:: Challenge ::
Determine how many of the lines below contain the string "player". Give only that number.

(Collection entries)
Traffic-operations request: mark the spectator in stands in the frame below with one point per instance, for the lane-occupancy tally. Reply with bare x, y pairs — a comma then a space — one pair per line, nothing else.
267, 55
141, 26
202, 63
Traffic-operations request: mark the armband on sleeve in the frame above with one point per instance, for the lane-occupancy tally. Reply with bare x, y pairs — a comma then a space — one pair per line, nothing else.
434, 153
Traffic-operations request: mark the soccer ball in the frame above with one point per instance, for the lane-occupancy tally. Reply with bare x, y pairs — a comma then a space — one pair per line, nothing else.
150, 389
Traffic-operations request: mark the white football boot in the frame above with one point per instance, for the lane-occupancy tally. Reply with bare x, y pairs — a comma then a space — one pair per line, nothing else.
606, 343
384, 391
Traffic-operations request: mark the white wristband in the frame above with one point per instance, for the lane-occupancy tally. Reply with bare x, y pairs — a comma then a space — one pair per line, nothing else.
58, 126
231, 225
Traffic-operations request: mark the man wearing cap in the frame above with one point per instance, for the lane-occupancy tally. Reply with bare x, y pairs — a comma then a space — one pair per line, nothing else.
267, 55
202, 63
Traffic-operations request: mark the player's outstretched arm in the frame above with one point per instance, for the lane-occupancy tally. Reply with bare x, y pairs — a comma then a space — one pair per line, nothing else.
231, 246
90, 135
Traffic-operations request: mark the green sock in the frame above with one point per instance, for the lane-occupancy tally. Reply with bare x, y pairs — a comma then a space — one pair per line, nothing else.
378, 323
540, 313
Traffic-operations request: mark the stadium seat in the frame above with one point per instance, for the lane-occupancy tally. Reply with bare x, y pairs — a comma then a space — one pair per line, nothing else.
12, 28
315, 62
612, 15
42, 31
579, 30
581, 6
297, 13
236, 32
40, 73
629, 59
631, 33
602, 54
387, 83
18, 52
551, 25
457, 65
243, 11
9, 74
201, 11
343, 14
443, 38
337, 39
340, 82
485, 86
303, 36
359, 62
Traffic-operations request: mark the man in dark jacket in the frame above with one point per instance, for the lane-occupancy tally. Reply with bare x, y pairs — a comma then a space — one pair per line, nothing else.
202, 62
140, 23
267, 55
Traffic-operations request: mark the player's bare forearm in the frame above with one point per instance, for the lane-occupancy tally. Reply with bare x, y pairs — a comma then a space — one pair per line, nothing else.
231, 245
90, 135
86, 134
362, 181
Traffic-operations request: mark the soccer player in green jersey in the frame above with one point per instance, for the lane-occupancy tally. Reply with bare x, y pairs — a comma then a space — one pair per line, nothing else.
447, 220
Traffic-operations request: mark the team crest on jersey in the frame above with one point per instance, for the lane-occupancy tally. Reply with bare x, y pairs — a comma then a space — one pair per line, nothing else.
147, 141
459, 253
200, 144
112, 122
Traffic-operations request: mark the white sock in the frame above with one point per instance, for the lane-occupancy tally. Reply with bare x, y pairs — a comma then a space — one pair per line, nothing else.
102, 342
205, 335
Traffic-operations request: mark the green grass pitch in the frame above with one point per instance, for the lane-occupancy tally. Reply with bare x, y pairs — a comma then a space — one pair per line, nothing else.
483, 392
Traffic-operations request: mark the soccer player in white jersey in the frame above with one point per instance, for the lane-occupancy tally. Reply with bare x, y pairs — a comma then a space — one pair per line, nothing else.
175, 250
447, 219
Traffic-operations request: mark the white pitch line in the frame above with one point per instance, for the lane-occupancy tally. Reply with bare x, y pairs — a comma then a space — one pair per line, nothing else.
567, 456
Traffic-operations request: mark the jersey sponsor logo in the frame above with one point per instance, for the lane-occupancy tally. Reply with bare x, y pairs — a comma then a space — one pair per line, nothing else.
* * *
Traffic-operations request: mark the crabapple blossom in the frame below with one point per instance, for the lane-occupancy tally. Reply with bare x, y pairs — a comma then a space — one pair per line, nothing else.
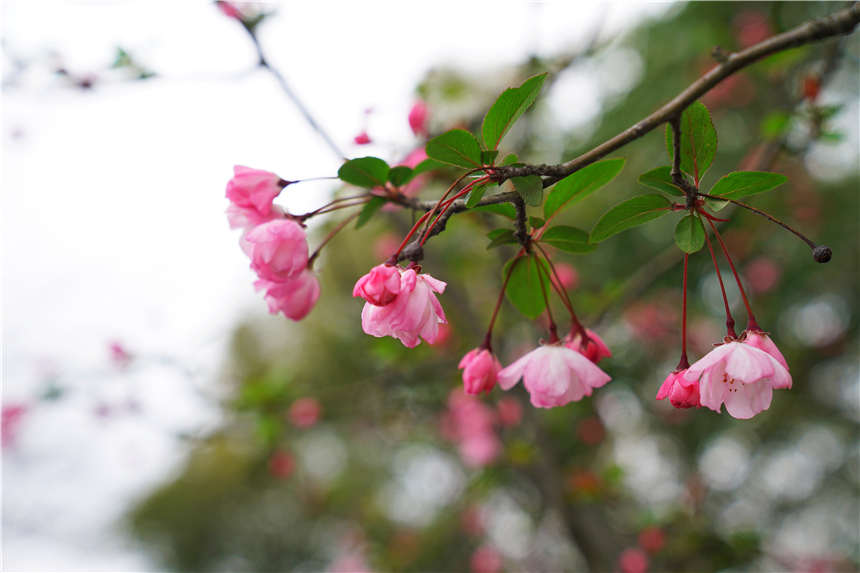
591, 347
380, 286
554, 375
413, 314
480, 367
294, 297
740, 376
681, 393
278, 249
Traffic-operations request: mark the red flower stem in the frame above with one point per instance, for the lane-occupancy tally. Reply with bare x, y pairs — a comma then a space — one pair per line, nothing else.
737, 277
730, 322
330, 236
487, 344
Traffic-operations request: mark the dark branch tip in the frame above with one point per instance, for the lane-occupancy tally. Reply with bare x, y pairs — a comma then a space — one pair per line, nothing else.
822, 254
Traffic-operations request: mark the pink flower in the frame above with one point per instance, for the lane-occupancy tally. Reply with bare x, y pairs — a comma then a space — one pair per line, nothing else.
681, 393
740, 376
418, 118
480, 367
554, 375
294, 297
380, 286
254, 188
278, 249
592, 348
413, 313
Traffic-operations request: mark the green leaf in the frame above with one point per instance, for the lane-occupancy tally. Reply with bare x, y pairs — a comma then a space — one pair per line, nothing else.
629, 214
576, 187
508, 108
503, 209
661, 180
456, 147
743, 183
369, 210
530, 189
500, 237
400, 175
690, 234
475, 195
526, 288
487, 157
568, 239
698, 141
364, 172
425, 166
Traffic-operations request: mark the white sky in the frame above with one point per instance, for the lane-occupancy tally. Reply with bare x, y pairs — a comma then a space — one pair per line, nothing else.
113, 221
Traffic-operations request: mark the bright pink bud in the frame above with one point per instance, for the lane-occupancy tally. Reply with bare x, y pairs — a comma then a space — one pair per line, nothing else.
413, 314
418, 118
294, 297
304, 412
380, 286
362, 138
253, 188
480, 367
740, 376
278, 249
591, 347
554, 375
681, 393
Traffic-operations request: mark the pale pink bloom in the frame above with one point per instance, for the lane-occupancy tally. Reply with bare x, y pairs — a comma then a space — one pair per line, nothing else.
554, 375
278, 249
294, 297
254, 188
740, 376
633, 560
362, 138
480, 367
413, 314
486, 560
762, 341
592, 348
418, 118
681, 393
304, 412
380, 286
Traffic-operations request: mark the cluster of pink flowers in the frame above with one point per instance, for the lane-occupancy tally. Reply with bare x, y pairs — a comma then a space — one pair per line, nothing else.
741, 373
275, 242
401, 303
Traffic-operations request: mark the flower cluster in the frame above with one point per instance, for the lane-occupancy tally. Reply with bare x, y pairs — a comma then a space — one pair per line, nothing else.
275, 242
---
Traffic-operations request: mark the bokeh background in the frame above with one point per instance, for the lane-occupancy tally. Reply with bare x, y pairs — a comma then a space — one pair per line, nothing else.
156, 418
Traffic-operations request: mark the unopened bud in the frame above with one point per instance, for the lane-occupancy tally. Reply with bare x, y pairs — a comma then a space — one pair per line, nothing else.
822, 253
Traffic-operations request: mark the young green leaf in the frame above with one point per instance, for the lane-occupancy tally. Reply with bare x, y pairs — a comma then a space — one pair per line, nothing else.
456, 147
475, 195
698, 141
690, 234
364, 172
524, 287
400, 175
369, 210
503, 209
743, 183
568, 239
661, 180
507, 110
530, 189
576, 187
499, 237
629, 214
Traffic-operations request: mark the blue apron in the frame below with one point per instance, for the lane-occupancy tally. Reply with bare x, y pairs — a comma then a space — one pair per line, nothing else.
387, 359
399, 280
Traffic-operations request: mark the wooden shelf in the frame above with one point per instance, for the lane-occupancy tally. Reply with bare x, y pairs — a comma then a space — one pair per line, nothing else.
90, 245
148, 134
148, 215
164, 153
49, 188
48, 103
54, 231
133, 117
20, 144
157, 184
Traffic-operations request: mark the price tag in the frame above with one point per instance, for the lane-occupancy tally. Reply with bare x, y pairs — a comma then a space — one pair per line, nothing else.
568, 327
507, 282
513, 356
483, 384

:: Solution ::
4